DATA PROVIDED
══════

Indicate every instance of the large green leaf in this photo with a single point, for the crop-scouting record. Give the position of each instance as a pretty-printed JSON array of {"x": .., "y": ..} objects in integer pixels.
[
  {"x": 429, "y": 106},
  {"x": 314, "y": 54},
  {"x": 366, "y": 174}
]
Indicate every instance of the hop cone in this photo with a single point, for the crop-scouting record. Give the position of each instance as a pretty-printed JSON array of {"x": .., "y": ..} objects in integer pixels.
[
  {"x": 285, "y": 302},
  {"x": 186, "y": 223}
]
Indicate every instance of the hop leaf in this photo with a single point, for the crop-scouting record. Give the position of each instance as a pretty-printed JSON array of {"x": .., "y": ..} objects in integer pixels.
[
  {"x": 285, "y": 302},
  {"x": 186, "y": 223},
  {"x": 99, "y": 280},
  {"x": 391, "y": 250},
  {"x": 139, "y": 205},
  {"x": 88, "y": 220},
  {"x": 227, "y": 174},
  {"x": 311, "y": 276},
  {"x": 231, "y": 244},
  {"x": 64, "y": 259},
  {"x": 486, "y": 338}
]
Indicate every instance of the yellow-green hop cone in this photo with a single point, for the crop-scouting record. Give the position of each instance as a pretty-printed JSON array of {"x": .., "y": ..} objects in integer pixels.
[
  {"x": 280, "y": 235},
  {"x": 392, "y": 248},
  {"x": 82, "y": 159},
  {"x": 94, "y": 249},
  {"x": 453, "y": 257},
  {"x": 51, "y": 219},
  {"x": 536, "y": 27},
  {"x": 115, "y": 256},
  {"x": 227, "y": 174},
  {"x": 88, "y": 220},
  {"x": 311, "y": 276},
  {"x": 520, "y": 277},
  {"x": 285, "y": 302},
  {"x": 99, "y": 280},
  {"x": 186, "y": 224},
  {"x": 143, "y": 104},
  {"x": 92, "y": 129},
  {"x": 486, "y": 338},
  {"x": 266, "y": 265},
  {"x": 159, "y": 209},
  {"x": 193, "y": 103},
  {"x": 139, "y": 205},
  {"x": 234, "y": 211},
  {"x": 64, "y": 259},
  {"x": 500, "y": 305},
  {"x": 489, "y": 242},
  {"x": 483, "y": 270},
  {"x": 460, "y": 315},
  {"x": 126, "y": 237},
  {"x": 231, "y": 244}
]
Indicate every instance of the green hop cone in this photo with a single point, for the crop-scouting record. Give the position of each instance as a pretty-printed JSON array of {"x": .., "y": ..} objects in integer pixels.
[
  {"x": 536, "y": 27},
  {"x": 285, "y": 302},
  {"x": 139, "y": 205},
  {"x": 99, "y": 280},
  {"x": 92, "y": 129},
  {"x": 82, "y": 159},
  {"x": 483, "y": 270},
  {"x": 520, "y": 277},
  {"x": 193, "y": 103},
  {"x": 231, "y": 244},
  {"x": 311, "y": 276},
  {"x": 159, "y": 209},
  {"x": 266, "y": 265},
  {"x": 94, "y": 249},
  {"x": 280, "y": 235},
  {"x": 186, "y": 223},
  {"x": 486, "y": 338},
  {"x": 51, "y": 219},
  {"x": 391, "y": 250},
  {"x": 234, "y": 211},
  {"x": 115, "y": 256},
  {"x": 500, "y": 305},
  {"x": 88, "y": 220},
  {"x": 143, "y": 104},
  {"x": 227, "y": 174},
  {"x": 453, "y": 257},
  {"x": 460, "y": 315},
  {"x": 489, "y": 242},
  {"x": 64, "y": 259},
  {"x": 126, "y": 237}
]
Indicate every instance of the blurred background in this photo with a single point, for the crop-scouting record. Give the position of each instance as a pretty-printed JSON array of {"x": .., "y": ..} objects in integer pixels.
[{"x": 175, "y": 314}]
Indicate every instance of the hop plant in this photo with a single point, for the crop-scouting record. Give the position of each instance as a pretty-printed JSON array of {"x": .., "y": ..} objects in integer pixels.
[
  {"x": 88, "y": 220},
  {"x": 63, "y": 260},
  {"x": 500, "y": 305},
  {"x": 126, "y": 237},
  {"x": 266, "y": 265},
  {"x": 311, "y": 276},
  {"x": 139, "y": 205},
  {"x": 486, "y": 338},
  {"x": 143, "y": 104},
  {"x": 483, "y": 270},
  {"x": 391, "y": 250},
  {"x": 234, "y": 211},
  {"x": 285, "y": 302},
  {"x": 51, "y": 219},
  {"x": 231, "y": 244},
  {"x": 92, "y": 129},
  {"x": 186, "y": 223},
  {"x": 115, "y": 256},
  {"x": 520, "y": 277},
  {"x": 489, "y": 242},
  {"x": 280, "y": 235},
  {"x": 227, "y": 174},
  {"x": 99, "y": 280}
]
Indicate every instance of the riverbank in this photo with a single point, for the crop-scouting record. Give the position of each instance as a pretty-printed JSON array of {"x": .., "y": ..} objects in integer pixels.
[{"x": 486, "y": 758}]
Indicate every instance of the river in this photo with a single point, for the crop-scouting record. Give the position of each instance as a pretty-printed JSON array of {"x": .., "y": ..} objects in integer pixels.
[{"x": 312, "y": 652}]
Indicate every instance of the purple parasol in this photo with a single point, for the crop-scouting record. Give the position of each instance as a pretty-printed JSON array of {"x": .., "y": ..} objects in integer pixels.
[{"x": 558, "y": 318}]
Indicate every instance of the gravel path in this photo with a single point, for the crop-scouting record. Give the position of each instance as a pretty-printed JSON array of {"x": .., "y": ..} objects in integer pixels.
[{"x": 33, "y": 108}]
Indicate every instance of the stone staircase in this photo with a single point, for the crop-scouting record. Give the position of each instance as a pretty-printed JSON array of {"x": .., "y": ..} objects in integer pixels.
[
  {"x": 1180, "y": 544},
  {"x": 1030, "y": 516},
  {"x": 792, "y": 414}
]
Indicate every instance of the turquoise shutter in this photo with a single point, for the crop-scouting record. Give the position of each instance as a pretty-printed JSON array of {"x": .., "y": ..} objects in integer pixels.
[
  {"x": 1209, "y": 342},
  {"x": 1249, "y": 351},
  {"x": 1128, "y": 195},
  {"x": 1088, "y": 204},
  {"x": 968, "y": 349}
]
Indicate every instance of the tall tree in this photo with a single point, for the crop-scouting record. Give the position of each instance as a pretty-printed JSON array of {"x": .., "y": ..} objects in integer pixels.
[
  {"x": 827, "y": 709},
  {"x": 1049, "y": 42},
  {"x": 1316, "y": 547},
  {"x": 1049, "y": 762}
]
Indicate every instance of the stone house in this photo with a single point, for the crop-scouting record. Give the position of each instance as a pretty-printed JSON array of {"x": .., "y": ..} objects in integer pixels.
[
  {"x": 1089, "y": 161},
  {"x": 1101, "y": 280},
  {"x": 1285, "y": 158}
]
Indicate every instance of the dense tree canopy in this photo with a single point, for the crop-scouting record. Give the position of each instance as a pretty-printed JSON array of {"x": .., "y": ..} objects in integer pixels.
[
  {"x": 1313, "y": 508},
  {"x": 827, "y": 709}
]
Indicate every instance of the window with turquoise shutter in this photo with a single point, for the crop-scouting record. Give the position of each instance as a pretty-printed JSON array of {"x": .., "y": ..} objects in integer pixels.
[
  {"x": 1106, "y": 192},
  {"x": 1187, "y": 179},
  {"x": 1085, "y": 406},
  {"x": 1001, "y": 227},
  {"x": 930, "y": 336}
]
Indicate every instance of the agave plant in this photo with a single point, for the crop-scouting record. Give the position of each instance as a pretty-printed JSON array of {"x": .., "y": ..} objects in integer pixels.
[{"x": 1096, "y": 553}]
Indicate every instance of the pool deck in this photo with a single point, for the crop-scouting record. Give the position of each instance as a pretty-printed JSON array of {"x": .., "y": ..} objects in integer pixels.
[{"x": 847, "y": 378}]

══════

WHAT THE TASK REQUIRES
Please rewrite every line of the items above as a Markdown table with two columns, Row and Line, numbering the rows and skipping blank lines.

THE ANSWER
| Row | Line |
|---|---|
| 1 | Indicate every instance of the large green leaf in this photo with a single point, for the crop-scouting record. Give the position of each instance as a pretty-printed JSON array of {"x": .., "y": ..} objects in integer pixels. |
| 2 | [ |
| 3 |   {"x": 429, "y": 106}, |
| 4 |   {"x": 314, "y": 54}, |
| 5 |   {"x": 366, "y": 174} |
| 6 | ] |
| 7 | Indicate every instance of the hop cone in this photo with a single point, for the crop-scouting record. Give the position of each instance as a pretty-printed JSON array of {"x": .., "y": ..} objects in integer pixels. |
| 8 | [ |
| 9 |   {"x": 285, "y": 302}, |
| 10 |   {"x": 186, "y": 223} |
| 11 | ] |
| 12 | Indicate every instance of the hop leaf in this photo with a single point, for the crop-scouting record. Give the position of each instance as a pretty-printed JSON array of {"x": .., "y": ..} objects in integer pixels. |
| 13 | [ |
| 14 |   {"x": 285, "y": 302}, |
| 15 |   {"x": 186, "y": 223}, |
| 16 |   {"x": 99, "y": 280}, |
| 17 |   {"x": 391, "y": 250}, |
| 18 |   {"x": 139, "y": 205}, |
| 19 |   {"x": 88, "y": 220}, |
| 20 |   {"x": 227, "y": 174}, |
| 21 |   {"x": 311, "y": 276}, |
| 22 |   {"x": 231, "y": 244}, |
| 23 |   {"x": 64, "y": 259}, |
| 24 |   {"x": 486, "y": 338} |
| 25 | ] |
| 26 | Indicate every instance of the yellow-green hop cone in this photo with a single point, for the crop-scouting record. Give the position of each instance as a pretty-printed JSON array of {"x": .., "y": ..} objects in integer pixels. |
| 27 | [ |
| 28 |   {"x": 280, "y": 235}, |
| 29 |   {"x": 392, "y": 248}, |
| 30 |   {"x": 82, "y": 159}, |
| 31 |   {"x": 94, "y": 249}, |
| 32 |   {"x": 453, "y": 257}, |
| 33 |   {"x": 51, "y": 219}, |
| 34 |   {"x": 536, "y": 27}, |
| 35 |   {"x": 115, "y": 256}, |
| 36 |   {"x": 227, "y": 174}, |
| 37 |   {"x": 88, "y": 220}, |
| 38 |   {"x": 311, "y": 276}, |
| 39 |   {"x": 520, "y": 277}, |
| 40 |   {"x": 285, "y": 302}, |
| 41 |   {"x": 99, "y": 280}, |
| 42 |   {"x": 186, "y": 224}, |
| 43 |   {"x": 143, "y": 104}, |
| 44 |   {"x": 92, "y": 129}, |
| 45 |   {"x": 486, "y": 338}, |
| 46 |   {"x": 266, "y": 265}, |
| 47 |   {"x": 159, "y": 209}, |
| 48 |   {"x": 193, "y": 103}, |
| 49 |   {"x": 139, "y": 205}, |
| 50 |   {"x": 234, "y": 211}, |
| 51 |   {"x": 64, "y": 259}, |
| 52 |   {"x": 500, "y": 305}, |
| 53 |   {"x": 489, "y": 242}, |
| 54 |   {"x": 483, "y": 270}, |
| 55 |   {"x": 460, "y": 315}, |
| 56 |   {"x": 126, "y": 237}, |
| 57 |   {"x": 231, "y": 244} |
| 58 | ] |
| 59 | Indicate every instance of the green hop cone in this photo with a single point, for the crop-scouting record. Give the position of each instance as a pretty-printed JSON array of {"x": .., "y": ..} objects in integer pixels. |
| 60 | [ |
| 61 |   {"x": 536, "y": 27}, |
| 62 |   {"x": 285, "y": 302}, |
| 63 |   {"x": 139, "y": 205}, |
| 64 |   {"x": 99, "y": 280}, |
| 65 |   {"x": 92, "y": 129}, |
| 66 |   {"x": 82, "y": 159}, |
| 67 |   {"x": 483, "y": 270}, |
| 68 |   {"x": 520, "y": 277}, |
| 69 |   {"x": 193, "y": 103}, |
| 70 |   {"x": 231, "y": 244}, |
| 71 |   {"x": 311, "y": 276}, |
| 72 |   {"x": 159, "y": 209}, |
| 73 |   {"x": 266, "y": 265}, |
| 74 |   {"x": 94, "y": 249}, |
| 75 |   {"x": 280, "y": 235}, |
| 76 |   {"x": 186, "y": 223}, |
| 77 |   {"x": 486, "y": 338}, |
| 78 |   {"x": 51, "y": 219}, |
| 79 |   {"x": 391, "y": 250}, |
| 80 |   {"x": 234, "y": 211}, |
| 81 |   {"x": 115, "y": 256}, |
| 82 |   {"x": 500, "y": 305}, |
| 83 |   {"x": 88, "y": 220}, |
| 84 |   {"x": 143, "y": 104}, |
| 85 |   {"x": 227, "y": 174}, |
| 86 |   {"x": 453, "y": 257}, |
| 87 |   {"x": 460, "y": 315}, |
| 88 |   {"x": 489, "y": 242}, |
| 89 |   {"x": 64, "y": 259}, |
| 90 |   {"x": 126, "y": 237} |
| 91 | ] |
| 92 | Indicate every instance of the blurred background in this photo with a single point, for the crop-scouting record. Give the position of each instance as a pretty-printed JSON array of {"x": .., "y": ..} objects in integer pixels. |
| 93 | [{"x": 175, "y": 314}] |
| 94 | Indicate every instance of the hop plant in this photo with a single point, for the crop-scouting record. Give the position of each instance as a pretty-printed JSON array of {"x": .., "y": ..} objects in integer pixels. |
| 95 | [ |
| 96 |   {"x": 88, "y": 220}, |
| 97 |   {"x": 63, "y": 260}, |
| 98 |   {"x": 500, "y": 305}, |
| 99 |   {"x": 126, "y": 237}, |
| 100 |   {"x": 266, "y": 265}, |
| 101 |   {"x": 311, "y": 276}, |
| 102 |   {"x": 139, "y": 205}, |
| 103 |   {"x": 486, "y": 338}, |
| 104 |   {"x": 143, "y": 104}, |
| 105 |   {"x": 483, "y": 270}, |
| 106 |   {"x": 391, "y": 250}, |
| 107 |   {"x": 234, "y": 211}, |
| 108 |   {"x": 285, "y": 302}, |
| 109 |   {"x": 51, "y": 219}, |
| 110 |   {"x": 231, "y": 244}, |
| 111 |   {"x": 92, "y": 129}, |
| 112 |   {"x": 186, "y": 223}, |
| 113 |   {"x": 115, "y": 256}, |
| 114 |   {"x": 520, "y": 277}, |
| 115 |   {"x": 489, "y": 242}, |
| 116 |   {"x": 280, "y": 235}, |
| 117 |   {"x": 227, "y": 174}, |
| 118 |   {"x": 99, "y": 280} |
| 119 | ] |
| 120 | Indicate every instance of the riverbank in this photo with a single point, for the crop-scouting record. Give the position of each instance as a pretty-printed JSON array of {"x": .., "y": ..} objects in integer pixels. |
| 121 | [{"x": 486, "y": 758}] |
| 122 | Indicate every instance of the river in this photo with a single point, for the crop-scouting record. Give the position of each instance as a pretty-printed JSON array of {"x": .., "y": ..} objects in integer pixels. |
| 123 | [{"x": 312, "y": 652}] |
| 124 | Indicate every instance of the purple parasol in this photo with a single point, for the crop-scouting record. Give the position of each instance as a pretty-printed JSON array of {"x": .., "y": ..} objects in integer pixels. |
| 125 | [{"x": 558, "y": 318}] |
| 126 | Indicate every instance of the gravel path in this photo with a single point, for the crop-scouting record. Give the position of each instance as a pretty-printed JSON array of {"x": .., "y": ..} objects in integer pixels. |
| 127 | [{"x": 33, "y": 108}] |
| 128 | Indicate every instance of the stone staircase in this photo with a single point, for the crop-scouting record. Give the position of each instance as a pretty-printed JSON array of {"x": .., "y": ..} objects in integer pixels. |
| 129 | [ |
| 130 |   {"x": 1180, "y": 544}, |
| 131 |   {"x": 1030, "y": 516}, |
| 132 |   {"x": 792, "y": 414} |
| 133 | ] |
| 134 | Indicate every instance of the turquoise shutter in this photo with a single point, for the crop-scouting record. Give the position of each instance as a pretty-printed JSON array of {"x": .., "y": ..} objects in integer pixels. |
| 135 | [ |
| 136 |   {"x": 1209, "y": 342}, |
| 137 |   {"x": 1249, "y": 351}, |
| 138 |   {"x": 1128, "y": 195}, |
| 139 |   {"x": 1088, "y": 204}, |
| 140 |   {"x": 968, "y": 349} |
| 141 | ] |
| 142 | Indicate every instance of the tall tree in this photo with a single point, for the crop-scouting record. Give the position of each instance as a pretty-printed JSON array of {"x": .., "y": ..} objects in integer pixels. |
| 143 | [ |
| 144 |   {"x": 827, "y": 709}, |
| 145 |   {"x": 1049, "y": 42}, |
| 146 |   {"x": 1316, "y": 547}, |
| 147 |   {"x": 1049, "y": 762} |
| 148 | ] |
| 149 | Indicate every instance of the stone house in this photo with a single point, for the crop-scouting record. Give the position of each instance as a pretty-printed JSON array of {"x": .., "y": ..} objects in integer pixels. |
| 150 | [ |
| 151 |   {"x": 1089, "y": 161}, |
| 152 |   {"x": 1101, "y": 280}, |
| 153 |   {"x": 1285, "y": 158} |
| 154 | ] |
| 155 | Indicate every instance of the dense tree canopy in this photo with a single point, for the crop-scouting record. Give the position of each instance as a pretty-printed JSON array of {"x": .., "y": ..} objects in integer pixels. |
| 156 | [ |
| 157 |   {"x": 1313, "y": 508}, |
| 158 |   {"x": 827, "y": 709} |
| 159 | ] |
| 160 | Indicate every instance of the window with turquoise shutter in this photo with a single point, for the crop-scouting record. Give the position of each instance as a pretty-printed JSON array of {"x": .., "y": ..} objects in integer pixels. |
| 161 | [ |
| 162 |   {"x": 1106, "y": 192}, |
| 163 |   {"x": 1187, "y": 179}, |
| 164 |   {"x": 1085, "y": 406}, |
| 165 |   {"x": 1001, "y": 227}, |
| 166 |   {"x": 930, "y": 336} |
| 167 | ] |
| 168 | Indicate every instance of the agave plant in this photo with a single point, for the crop-scouting record. Give the position of each instance as a pretty-printed JSON array of {"x": .., "y": ..} objects in integer pixels. |
| 169 | [{"x": 1096, "y": 553}] |
| 170 | Indicate every instance of the pool deck in this photo with a single point, for the crop-scouting record. Give the position of each instance as a pretty-printed JSON array of {"x": .., "y": ..} objects in integer pixels. |
| 171 | [{"x": 847, "y": 378}] |